STATED EXERCISE => Return verbatim the run of lines that opens with the line holding "of the upper" and closes with the last line of the records.

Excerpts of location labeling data
_ _ _ _ _

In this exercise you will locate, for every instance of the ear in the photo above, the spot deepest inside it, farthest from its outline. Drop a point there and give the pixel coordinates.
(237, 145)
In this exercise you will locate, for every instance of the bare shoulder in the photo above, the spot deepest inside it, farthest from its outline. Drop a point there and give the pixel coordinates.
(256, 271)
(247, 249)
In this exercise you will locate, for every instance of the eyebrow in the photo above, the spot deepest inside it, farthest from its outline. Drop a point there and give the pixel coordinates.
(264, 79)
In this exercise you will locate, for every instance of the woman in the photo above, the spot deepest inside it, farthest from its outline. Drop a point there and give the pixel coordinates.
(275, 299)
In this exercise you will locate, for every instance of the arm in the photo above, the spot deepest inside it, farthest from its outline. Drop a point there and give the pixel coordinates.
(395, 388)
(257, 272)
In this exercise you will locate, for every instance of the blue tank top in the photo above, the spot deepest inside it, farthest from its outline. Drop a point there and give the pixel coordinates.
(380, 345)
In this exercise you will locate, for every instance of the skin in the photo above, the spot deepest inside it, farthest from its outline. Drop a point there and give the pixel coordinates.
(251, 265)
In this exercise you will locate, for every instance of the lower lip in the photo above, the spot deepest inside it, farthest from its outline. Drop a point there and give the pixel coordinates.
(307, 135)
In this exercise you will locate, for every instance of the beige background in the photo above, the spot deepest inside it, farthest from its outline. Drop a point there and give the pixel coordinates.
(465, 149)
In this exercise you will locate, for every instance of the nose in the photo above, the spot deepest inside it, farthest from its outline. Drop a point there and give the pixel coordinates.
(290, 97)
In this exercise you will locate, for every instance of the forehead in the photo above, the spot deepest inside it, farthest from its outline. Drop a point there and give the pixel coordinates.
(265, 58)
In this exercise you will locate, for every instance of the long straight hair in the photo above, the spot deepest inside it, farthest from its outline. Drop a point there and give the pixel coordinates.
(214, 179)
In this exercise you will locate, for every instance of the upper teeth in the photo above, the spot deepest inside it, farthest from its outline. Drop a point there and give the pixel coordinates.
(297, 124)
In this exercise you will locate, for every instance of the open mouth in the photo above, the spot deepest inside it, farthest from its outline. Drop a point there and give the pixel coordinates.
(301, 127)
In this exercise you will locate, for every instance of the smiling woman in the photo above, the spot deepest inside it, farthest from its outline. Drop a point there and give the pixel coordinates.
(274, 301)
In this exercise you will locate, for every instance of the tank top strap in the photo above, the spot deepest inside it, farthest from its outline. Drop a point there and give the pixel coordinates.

_ _ _ _ _

FINAL RESULT =>
In this exercise you will locate, for every instance of the upper teeth in the photo above, the spot deepest inside it, farthest from its outline. Drop a point there and give the pixel coordinates.
(297, 124)
In this exercise you will locate, for every instance of the open mouth in the photo above, the spot deepest inside it, farthest from its outline. Drop a point there and give the pixel coordinates.
(301, 127)
In this exercise you will locate, for every instance of the smiling woman in the photo above, the spot deepest inside it, farthest from its outline. Drop a point there and give the pixel coordinates.
(274, 301)
In this exercise you will locate, for every instance of the tank top strap in the photo above, the spot deepest inside it, farthest from its outline. Drop a point there and give the pixel coordinates.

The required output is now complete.